[Set problem] Write out everything in the MUD design discussion from "This is another" down to "unattractive to EVERYONE.".

[Page excerpt]
[Begin]

I personally hate it. There's no way to enforce it, and everyone more or 
less speaks 'common' anyway. What the hell do you gain from it?

> I personally feel that channels are a waste of time and like the 'who'
> command are too open for abuse.

Abuse is possible wherever you have user input. Deal with it.

> I'd like to play a mud that has none of
> these.  Without being able to find out who is on, you remove the 
difference
> between players and NPCs, which I believe there should be no difference. 
 If
> players & NPCs look the same then the jerks that log on to haress players
> will have a much harder time getting their kicks.

This is another problem I have with MUD design. Quit modifying the game 
concept to prevent assholes, okay? Assholes are ubiquitous. I don't design 
a game to keep assholes out of it, I design a game to get good people INTO 
it. Turn around, now, and start thinking about how the game should play for 
GOOD players. Security, I repeat, is the reciprocal of convenience. A game 
completely unattractive to assholes is completely unattractive to EVERYONE.

To use a recent example from another thread, if I can go into the woods 
with an axe and build a log cabin, I can also build a reasonable facsimile 
of a telephone pole. I can also build a big cross and set it on fire. Abuse 
is possible in any situation. Wouldn't you say walking off into the woods 
and finding a big line of telephone poles would be disconcerting on a MUD?

[End]

[Source material]
[Begin]

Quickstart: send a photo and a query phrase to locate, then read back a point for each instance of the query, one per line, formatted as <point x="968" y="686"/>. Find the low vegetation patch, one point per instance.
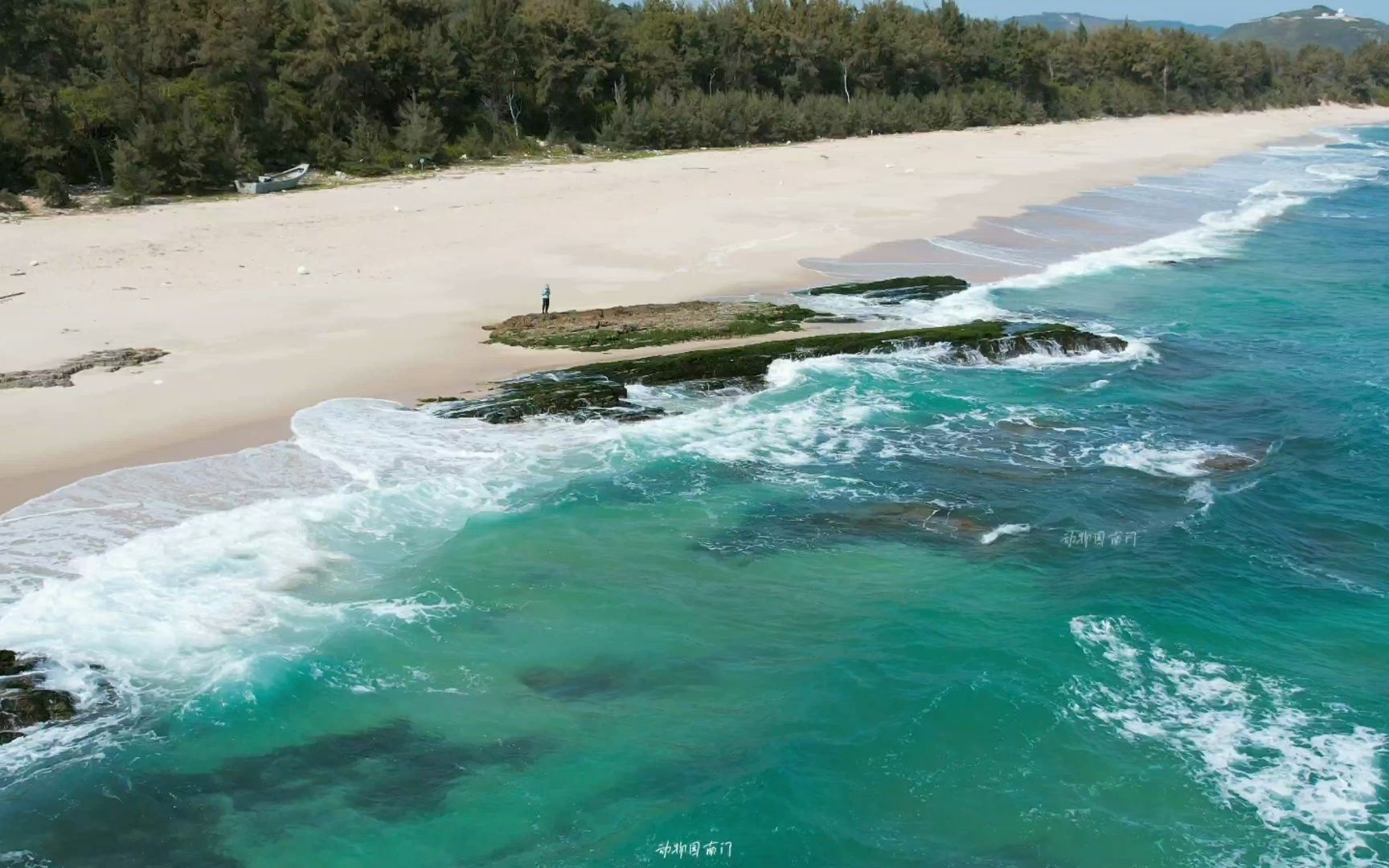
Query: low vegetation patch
<point x="648" y="326"/>
<point x="11" y="204"/>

[End]

[Task answer]
This is another problem I have with MUD design. Quit modifying the game 
concept to prevent assholes, okay? Assholes are ubiquitous. I don't design 
a game to keep assholes out of it, I design a game to get good people INTO 
it. Turn around, now, and start thinking about how the game should play for 
GOOD players. Security, I repeat, is the reciprocal of convenience. A game 
completely unattractive to assholes is completely unattractive to EVERYONE.